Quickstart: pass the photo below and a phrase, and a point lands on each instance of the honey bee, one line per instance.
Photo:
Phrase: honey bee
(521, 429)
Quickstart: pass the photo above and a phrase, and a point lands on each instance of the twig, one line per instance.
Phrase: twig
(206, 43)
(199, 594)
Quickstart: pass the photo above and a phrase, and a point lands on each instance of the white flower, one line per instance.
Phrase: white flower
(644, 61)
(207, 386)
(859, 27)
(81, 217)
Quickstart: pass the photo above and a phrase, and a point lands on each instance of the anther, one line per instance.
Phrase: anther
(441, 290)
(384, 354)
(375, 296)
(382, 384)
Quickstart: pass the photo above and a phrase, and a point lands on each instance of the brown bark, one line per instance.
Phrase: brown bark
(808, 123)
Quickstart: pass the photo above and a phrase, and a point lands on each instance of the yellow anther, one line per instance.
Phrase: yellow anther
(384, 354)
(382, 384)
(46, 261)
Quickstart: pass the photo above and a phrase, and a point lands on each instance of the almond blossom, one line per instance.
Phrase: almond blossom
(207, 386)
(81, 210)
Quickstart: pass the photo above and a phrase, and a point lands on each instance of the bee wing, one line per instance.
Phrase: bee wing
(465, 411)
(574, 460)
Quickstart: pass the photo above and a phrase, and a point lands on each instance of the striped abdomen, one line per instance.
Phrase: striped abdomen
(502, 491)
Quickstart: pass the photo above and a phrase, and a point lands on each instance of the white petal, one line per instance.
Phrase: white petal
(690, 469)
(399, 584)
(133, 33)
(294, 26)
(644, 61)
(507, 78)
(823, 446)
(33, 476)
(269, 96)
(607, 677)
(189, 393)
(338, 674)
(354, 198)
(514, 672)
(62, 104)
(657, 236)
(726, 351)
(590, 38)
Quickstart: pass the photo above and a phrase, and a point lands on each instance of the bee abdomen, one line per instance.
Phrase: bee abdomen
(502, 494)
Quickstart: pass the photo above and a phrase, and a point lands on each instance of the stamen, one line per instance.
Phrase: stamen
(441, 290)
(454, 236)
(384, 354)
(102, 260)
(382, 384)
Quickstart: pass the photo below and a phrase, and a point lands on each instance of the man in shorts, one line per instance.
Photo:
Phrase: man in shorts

########

**Work to be completed:** Quote the stretch of the listing above from the line containing "stamen, one line per instance." through the last line of the listing, with both ends included and every character unchanged.

**Completed exercise:**
Quickstart: pass the photo above and a phrase, and a point lands on each instance of the stamen, one line per instance.
Phrase: stamen
(441, 290)
(454, 236)
(384, 354)
(102, 260)
(382, 384)
Quickstart: pass the photo below and a phrase, and a point lands on each instance of the man in shorts, one line per instance.
Photo:
Phrase: man in shorts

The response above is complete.